Items from a data source:
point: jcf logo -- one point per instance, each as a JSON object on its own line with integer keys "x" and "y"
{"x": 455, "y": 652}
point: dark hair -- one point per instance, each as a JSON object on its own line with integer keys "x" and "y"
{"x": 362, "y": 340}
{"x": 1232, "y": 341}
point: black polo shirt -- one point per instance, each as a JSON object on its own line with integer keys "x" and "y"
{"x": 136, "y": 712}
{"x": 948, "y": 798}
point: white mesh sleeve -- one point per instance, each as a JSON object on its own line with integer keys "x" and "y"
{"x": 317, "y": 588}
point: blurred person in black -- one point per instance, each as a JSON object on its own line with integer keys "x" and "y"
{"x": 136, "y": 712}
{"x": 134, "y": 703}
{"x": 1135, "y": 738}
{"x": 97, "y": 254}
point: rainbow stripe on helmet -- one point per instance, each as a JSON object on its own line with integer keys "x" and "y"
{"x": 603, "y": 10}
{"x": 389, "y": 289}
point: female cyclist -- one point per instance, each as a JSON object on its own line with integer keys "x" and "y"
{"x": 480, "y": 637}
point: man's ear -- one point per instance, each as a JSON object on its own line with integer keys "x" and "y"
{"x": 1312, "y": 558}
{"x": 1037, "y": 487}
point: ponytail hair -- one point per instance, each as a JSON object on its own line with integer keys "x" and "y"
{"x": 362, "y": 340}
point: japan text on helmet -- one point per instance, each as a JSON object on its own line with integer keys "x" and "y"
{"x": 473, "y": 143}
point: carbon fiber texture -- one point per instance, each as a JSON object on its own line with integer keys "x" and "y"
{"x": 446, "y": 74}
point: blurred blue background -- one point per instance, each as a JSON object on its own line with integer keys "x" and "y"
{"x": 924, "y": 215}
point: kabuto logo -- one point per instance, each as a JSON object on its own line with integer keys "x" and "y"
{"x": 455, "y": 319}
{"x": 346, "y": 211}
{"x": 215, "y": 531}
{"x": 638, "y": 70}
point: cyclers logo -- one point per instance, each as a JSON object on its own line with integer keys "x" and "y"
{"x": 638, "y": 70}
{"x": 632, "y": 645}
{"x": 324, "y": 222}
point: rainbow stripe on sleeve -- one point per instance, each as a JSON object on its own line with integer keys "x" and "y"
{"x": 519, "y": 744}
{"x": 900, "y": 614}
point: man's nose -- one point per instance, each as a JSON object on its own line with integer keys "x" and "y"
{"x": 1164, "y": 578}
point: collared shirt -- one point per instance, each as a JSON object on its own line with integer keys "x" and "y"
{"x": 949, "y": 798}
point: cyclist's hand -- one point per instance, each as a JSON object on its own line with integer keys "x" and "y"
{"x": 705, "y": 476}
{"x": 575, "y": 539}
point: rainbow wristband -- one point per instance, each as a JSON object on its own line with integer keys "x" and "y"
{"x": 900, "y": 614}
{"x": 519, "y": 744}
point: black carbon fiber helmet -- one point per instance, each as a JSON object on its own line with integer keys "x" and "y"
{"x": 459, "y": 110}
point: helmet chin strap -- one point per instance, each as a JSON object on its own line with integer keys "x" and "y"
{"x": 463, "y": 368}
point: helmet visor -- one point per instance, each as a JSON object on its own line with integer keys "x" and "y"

■ GIVEN INSTRUCTION ■
Can you reproduce everything from the line containing "point: cyclist's hand" down to the end of the entries, substituting "headgear" for "helmet" and leaving all else unchanged?

■ WORKED SOLUTION ■
point: cyclist's hand -- one point per instance, each as a JSON object on its own line with integer keys "x" and "y"
{"x": 705, "y": 476}
{"x": 575, "y": 539}
point: rainbow wristband -- one point per instance, each as a JSON object on its own line with integer keys "x" and "y"
{"x": 900, "y": 614}
{"x": 519, "y": 744}
point: black carbon fiber headgear -- one point per instance, each as a JSON object on its own line with integer keys "x" and "y"
{"x": 459, "y": 110}
point: headgear chin strap -- one point per instance, each as a JSON object on its own line with integer keys "x" and "y"
{"x": 463, "y": 368}
point: headgear visor -- one point per instance, each as a JSON object on its own line with integer keys "x" and "y"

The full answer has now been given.